* [FONTE]
I recenti contrasti con l’Arabia Saudita in tema di diritti umani, a seguito del
sequestro e dell’omicidio del giornalista Jamal Kashoggi, accompagnata da un
incremento della propaganda per i diritti umani in quel Paese, sono la
controprova di quanto esposto. Gli stessi contrasti con la Turchia di Erdogan,
sorti a partire dalla vicenda del tentato golpe del 2016, sino ad arrivare ai
dazi dell’agosto dell’anno appena trascorso sull’alluminio e sull’acciaio turchi,
sino ai contrasti sulla gestione del problema della presenza delle milizie
curde in Siria, contro gli integralisti di Daesh, sono una ulteriore
dimostrazione di quanto sin qui affermato. Una Globalizzazione “a gogò” ha
sinora giuocato tutta a favore di questi ultimi Paesi che ora, invece, con la
paventata politica trumpiana degli accordi bilaterali, potrebbe esser
seriamente messa in discussione.
Due fronti trasversali e sovranazionali contrapposti. Due modalità di
intendere le relazioni economiche e politiche, altrettanto contrapposte.
Sovranità contra Globalità. Delle due, quella Sovranista, sembra esser
l’istanza più confusa. Una nebula di posizioni spesso contrastanti, che vanno
dal nazionalismo di una Marine Le Pen, al conservatorismo di un Orban, al
bicefalo populismo del nostrano governo giallo-verde, al protezionismo di
Trump, sino al reazionario e confuso populismo del brasiliano Bolsonaro ed
oltre ancora, la galassia sovranista ed identitaria, è un disordinato affastellato
di posizioni ed istanze, spesso in contrasto tra loro. Identitarismo e
Sovranismo, in modo sia pur confuso ed incoerente, sembrano, oggi più che
mai, rappresentare la cartina di tornasole del fallimento del Liberismo, al
momento coniugato in salsa progressista, per indicarci l’inizio di una via
d’uscita da quella Torre di Babele Globalista all’interno della quale sono, ad
oggi, rinchiusi i nostri destini e nella quale, tuttora , ripongono le proprie
illusorie speranze il sistema mass mediatico e gran parte di un “embedded”

* [ESTRATTI DEI DATI]
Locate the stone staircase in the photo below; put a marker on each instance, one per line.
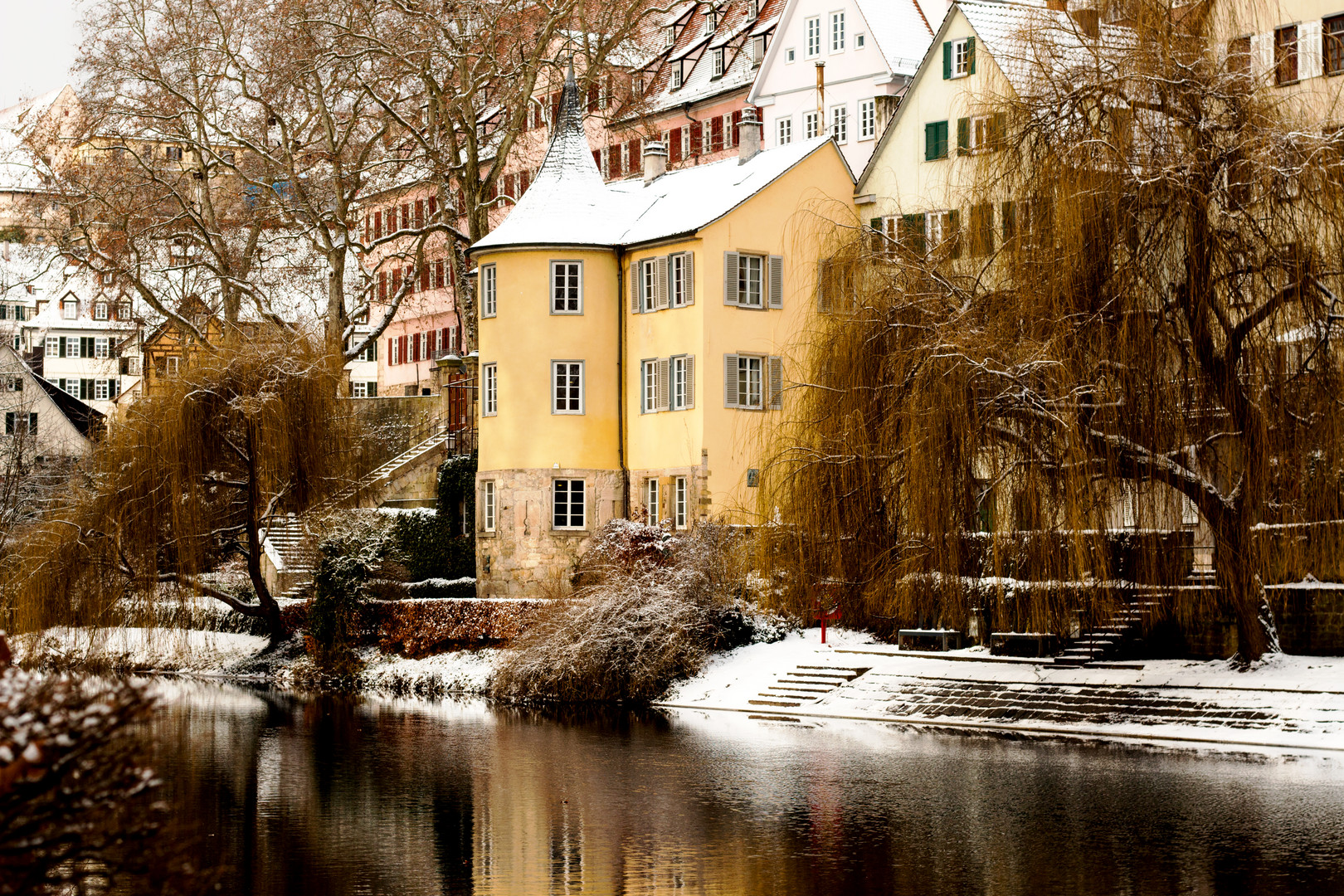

* * *

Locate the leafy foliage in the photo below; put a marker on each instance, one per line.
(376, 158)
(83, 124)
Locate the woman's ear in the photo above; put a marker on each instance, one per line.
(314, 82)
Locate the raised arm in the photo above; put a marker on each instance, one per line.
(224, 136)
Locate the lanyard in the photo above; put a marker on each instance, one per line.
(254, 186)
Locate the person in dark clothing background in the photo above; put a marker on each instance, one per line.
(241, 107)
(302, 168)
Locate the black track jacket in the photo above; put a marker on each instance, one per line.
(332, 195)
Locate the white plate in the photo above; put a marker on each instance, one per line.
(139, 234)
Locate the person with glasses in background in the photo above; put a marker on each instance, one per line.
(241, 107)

==

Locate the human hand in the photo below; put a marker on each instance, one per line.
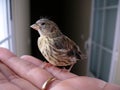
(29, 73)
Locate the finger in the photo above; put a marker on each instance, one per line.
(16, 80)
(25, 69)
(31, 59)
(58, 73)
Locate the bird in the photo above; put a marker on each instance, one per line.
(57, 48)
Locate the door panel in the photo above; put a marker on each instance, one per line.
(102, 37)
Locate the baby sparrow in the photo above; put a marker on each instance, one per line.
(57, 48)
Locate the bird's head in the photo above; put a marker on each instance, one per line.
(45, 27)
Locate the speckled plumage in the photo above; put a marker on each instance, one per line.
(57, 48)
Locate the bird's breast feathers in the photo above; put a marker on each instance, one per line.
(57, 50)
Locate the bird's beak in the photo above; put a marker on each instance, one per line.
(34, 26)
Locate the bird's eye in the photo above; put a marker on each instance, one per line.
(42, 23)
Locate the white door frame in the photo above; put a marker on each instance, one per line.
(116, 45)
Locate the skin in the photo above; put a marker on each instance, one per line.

* [LAVORO RICHIESTO]
Estragga per intero la fonte sul contrasto tra sovranismo e globalismo, riproducendola parola per parola senza apportarvi alcuna modifica.

* [RISPOSTA]
I recenti contrasti con l’Arabia Saudita in tema di diritti umani, a seguito del
sequestro e dell’omicidio del giornalista Jamal Kashoggi, accompagnata da un
incremento della propaganda per i diritti umani in quel Paese, sono la
controprova di quanto esposto. Gli stessi contrasti con la Turchia di Erdogan,
sorti a partire dalla vicenda del tentato golpe del 2016, sino ad arrivare ai
dazi dell’agosto dell’anno appena trascorso sull’alluminio e sull’acciaio turchi,
sino ai contrasti sulla gestione del problema della presenza delle milizie
curde in Siria, contro gli integralisti di Daesh, sono una ulteriore
dimostrazione di quanto sin qui affermato. Una Globalizzazione “a gogò” ha
sinora giuocato tutta a favore di questi ultimi Paesi che ora, invece, con la
paventata politica trumpiana degli accordi bilaterali, potrebbe esser
seriamente messa in discussione.
Due fronti trasversali e sovranazionali contrapposti. Due modalità di
intendere le relazioni economiche e politiche, altrettanto contrapposte.
Sovranità contra Globalità. Delle due, quella Sovranista, sembra esser
l’istanza più confusa. Una nebula di posizioni spesso contrastanti, che vanno
dal nazionalismo di una Marine Le Pen, al conservatorismo di un Orban, al
bicefalo populismo del nostrano governo giallo-verde, al protezionismo di
Trump, sino al reazionario e confuso populismo del brasiliano Bolsonaro ed
oltre ancora, la galassia sovranista ed identitaria, è un disordinato affastellato
di posizioni ed istanze, spesso in contrasto tra loro. Identitarismo e
Sovranismo, in modo sia pur confuso ed incoerente, sembrano, oggi più che
mai, rappresentare la cartina di tornasole del fallimento del Liberismo, al
momento coniugato in salsa progressista, per indicarci l’inizio di una via
d’uscita da quella Torre di Babele Globalista all’interno della quale sono, ad
oggi, rinchiusi i nostri destini e nella quale, tuttora , ripongono le proprie
illusorie speranze il sistema mass mediatico e gran parte di un “embedded”